SET OF TASKS
1. In the cardiac rotation article, what time did Trena's first case usually begin?
2. Repeat a passage from the cardiac rotation article, switching "shift" to "workday". Begin at the words "Each day, Trena" and stop after "around 3:00 pm.".
3. Turn the paragraph of the cardiac rotation article that begins "Afterwards, she balanced" into a short bulleted list that keeps its main facts.

SOURCE DOCUMENT
= = = =

Over the summer, Trena Pilegaard, a second-year student at our Washington, D.C. location, completed her cardiac rotation at Christ Hospital in Cincinnati, Ohio. Trena found the experience an invaluable one, studying topics such as drug titration, early identification of arrhythmias, codes, and the intricacies the heart itself.
The rotation, which is one of the CWRU MSA Program mandatory specialty rotations, exposed Trena to a number of drugs that she had not had the opportunity to use at her primary site, MedStar Washington Hospital Center, in Washington, D.C. In the operating room, she had the opportunity to work alongside an expert cardiac anesthesia team.
“The staff’s knowledge of cardiac anesthesia combined with their knack for teaching made the rotation at Christ Hospital a wonderful experience,” Trena said.
“I really appreciated that the hospital’s set routine for the procedures in the heart rooms, and that those procedures were clearly documented for students. For me, this facilitated a deeper understanding of cardiac anesthesia because I didn’t have to worry about what was physically needed for the procedure as per hospital standards, and could instead focus on learning about the procedure itself and the effects that could be expected on the patient.”
Each day, Trena would arrive at the hospital at 6:00 am and would be in her room by 6:15 am to start set-up. The first case would typically begin by 6:50 am, and she would work on cases until her shift ended around 3:00 pm.
Afterwards, she balanced her time between academics and exploration. “I would head back to my apartment, exercise, and then study for the rest of the afternoon. I would try to focus my study on topics pertaining specifically to anesthesia and its effects on the heart and circulatory system to reinforce what I had learned in the operating room that day. I also dedicated my Saturday mornings studying, usually in a local coffee shop. In my free time, I would explore the area, relax with a book, talk to family on the phone, or run errands.”
Trena, who spent several years abroad prior to beginning the MSA Program, stressed taking time to explore in your off-site clinical rotations. “Cincinnati is surrounded by farmland, and has a much slower pace of life than Washington, D.C. It’s rich in traditions from the people who settled that area. I would Google free things to do in Cincinnati and things to do in the nearby area. I feel like people live in a city or area for a reason, and I like to try and find the “aha” moment that lets me know why they live there.”
She had specific recommendations, too.
“You should always go to the local art museum. That is usually a hub of culture and history for that area. You can learn a lot about a city from their art and from where they keep their art. And scope out the food scene—see what traditions and cultures are influencing the food there.”

= = = =

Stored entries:
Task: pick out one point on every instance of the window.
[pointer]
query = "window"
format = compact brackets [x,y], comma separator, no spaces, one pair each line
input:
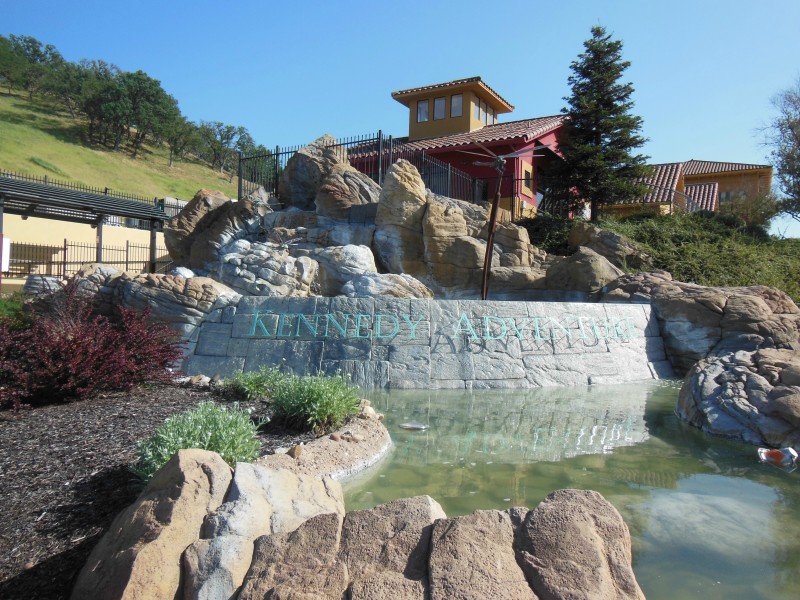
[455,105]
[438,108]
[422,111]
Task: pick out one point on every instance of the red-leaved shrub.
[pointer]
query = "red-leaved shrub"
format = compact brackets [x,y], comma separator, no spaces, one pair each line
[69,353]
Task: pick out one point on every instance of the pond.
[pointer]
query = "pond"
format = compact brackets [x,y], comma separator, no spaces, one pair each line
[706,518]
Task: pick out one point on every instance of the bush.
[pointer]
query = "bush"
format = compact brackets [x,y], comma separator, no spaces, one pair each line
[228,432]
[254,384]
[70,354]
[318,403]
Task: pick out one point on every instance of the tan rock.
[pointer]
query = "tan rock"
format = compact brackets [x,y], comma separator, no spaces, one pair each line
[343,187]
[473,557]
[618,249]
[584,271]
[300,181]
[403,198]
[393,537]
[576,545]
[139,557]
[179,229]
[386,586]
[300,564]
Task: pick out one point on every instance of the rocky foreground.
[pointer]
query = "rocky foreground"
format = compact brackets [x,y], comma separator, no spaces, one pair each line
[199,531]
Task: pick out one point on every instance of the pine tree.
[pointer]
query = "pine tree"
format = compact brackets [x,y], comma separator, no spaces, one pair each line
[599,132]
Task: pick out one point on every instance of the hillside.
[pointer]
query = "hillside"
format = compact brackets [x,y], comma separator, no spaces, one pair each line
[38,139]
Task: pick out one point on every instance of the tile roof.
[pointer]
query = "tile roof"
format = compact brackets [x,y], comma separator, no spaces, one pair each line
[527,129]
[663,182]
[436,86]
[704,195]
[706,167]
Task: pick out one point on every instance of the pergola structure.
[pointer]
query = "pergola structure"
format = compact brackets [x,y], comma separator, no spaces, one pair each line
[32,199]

= = = =

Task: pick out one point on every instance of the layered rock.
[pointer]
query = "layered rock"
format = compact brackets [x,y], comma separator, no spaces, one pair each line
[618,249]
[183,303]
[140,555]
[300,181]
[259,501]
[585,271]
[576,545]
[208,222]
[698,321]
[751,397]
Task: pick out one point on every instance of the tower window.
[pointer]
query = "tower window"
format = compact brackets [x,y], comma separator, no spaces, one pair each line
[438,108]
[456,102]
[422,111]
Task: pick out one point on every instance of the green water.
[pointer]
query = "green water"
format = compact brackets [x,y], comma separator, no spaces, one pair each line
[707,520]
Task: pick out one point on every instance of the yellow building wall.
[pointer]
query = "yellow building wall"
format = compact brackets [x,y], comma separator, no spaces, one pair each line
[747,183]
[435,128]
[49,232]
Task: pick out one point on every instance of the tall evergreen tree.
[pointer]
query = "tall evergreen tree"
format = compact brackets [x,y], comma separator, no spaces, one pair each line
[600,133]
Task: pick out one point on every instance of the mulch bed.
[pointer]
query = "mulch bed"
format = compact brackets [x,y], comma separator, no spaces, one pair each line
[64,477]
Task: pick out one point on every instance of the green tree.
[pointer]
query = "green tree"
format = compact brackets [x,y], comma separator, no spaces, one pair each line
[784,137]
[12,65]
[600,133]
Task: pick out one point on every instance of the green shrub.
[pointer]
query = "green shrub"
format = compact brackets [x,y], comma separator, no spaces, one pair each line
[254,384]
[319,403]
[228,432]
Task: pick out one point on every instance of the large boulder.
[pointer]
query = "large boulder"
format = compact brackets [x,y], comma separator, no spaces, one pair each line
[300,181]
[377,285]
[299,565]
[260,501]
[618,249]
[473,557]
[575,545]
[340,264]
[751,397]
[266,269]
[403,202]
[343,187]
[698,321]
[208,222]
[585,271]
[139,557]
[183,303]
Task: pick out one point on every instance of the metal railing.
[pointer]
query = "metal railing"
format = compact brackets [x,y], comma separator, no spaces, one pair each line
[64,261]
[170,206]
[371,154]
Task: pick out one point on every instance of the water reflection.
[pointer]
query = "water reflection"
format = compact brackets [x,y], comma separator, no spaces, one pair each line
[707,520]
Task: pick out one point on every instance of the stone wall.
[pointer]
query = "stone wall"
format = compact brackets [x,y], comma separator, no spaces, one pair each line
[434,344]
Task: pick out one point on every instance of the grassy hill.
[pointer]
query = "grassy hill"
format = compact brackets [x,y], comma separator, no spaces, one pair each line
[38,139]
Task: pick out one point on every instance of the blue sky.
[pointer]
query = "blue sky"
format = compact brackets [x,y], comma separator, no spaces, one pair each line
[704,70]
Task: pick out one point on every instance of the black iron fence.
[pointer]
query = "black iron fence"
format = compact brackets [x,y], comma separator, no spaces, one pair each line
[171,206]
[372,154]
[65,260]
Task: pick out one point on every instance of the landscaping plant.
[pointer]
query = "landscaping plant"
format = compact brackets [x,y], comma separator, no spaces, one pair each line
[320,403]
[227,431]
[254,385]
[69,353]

= = = =

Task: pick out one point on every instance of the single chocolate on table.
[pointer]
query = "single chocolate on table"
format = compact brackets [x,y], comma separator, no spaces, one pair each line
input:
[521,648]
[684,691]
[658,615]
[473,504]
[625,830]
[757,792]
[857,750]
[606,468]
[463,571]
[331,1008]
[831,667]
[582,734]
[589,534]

= = = =

OUTPUTS IN ORDER
1. By 6:50 am.

2.
Each day, Trena would arrive at the hospital at 6:00 am and would be in her room by 6:15 am to start set-up. The first case would typically begin by 6:50 am, and she would work on cases until her workday ended around 3:00 pm.

3.
- After work, she went back to her apartment, exercised, and studied for the rest of the afternoon.
- She focused her study on anesthesia and its effects on the heart and circulatory system to reinforce what she had learned in the operating room that day.
- She also studied on Saturday mornings, usually in a local coffee shop.
- In her free time, she explored the area, relaxed with a book, talked to family on the phone, or ran errands.